> _Written instruction_: Could every line of the data be printed exactly as it reads?

[Entries from a pointing dataset]

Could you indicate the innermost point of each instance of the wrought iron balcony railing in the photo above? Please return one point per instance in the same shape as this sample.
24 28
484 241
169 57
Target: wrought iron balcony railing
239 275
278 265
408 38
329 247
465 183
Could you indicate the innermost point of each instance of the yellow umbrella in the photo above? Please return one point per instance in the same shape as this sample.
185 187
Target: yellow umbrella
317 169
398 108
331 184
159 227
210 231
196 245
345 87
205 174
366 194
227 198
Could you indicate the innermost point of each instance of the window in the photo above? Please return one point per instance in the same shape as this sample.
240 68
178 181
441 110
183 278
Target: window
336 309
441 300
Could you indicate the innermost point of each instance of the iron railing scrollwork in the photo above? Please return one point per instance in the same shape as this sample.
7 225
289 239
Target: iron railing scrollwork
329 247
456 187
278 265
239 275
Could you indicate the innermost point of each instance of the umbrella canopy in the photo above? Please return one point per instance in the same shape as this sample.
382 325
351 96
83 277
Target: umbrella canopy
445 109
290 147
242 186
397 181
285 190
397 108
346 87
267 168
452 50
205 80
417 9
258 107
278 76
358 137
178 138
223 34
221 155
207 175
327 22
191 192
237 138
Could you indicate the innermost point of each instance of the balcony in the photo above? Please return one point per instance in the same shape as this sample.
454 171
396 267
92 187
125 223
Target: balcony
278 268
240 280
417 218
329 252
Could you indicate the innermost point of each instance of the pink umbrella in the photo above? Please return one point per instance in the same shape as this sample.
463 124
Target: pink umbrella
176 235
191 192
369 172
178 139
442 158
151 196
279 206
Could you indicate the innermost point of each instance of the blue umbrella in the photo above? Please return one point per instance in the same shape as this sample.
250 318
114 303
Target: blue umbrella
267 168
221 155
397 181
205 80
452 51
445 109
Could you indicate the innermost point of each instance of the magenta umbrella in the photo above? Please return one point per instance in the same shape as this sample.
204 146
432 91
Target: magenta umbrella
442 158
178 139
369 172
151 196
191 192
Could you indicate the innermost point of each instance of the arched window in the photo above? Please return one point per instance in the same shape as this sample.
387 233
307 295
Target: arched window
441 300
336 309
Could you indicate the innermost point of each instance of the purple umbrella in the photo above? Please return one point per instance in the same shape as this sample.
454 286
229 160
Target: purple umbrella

> _Right answer_:
Could you indicate the innermost point of each instance of the wrought iron balcony railing in the photo above? Please return one point per instance in the same shape as this sample.
24 28
484 241
169 57
Target: wrought iron balcony railing
239 275
278 265
408 38
329 247
465 183
Could you indicate the innermost point of each instance of the yellow umbrella in the photo above? Please return one point per instance in the same shape as this sample.
185 187
Target: yellow umbrella
317 169
398 108
331 184
159 227
210 231
196 245
345 87
205 174
366 194
227 198
Could you indicate the innermost point of each instance of the window in the photo above? Please return one point per instance in the same shape as this sample.
240 68
178 181
441 110
183 278
Target: window
336 309
441 300
Could you indicate the innermost point of each instance of the iron railing scrollwork in the photo above? Please return one point per instance in the same shape as this sample.
7 225
289 239
Target: iron railing scrollwork
329 247
456 187
278 265
239 275
Could you indicate the innermost point of each instance of the umbrella canopy in the photo above? Please return one point per instance in the same shape as this sample.
382 325
351 96
83 277
Target: umbrella canopy
445 109
290 147
242 186
397 181
285 190
397 108
346 87
267 168
452 50
205 80
417 9
258 107
278 76
358 137
178 138
223 34
221 155
207 175
327 22
191 192
237 138
Could you indicate the innermost point of each instance of the balcony in the photo above? Please return one point per instance in the same shape as this sample.
454 171
396 267
92 187
125 223
Target: balcony
278 268
240 280
417 218
329 252
Could you indicate the innermost point of each instance of the pink umbrella in the photo above? Please return one point per instance in the same shape as this sample.
463 124
Target: pink umbrella
176 235
191 192
369 172
178 139
442 158
151 196
279 206
Could you indicate the innermost point of each instance of the blue umbrella in the photo above? Please return one point per instance in the same shape as this sample.
250 318
114 303
Target: blue umbrella
267 168
221 155
397 181
205 80
452 51
445 109
Could you indicate the innermost point of each instance of the magenta umbrella in the photo above? Please return one point per instance in the same shape as this sample.
204 146
432 91
Target: magenta umbrella
442 158
178 139
369 172
151 196
191 192
Could you indicate the innermost point of each instance of the arched window in the photo above? Please return one point per instance in the same shape as this sample.
387 233
307 295
Target: arched window
441 300
336 309
Could you indicate the innermost point of each instance of the purple umbrella in the photo above? Please return one point per instance in the same shape as this sample.
454 286
229 160
Target: purple umbrella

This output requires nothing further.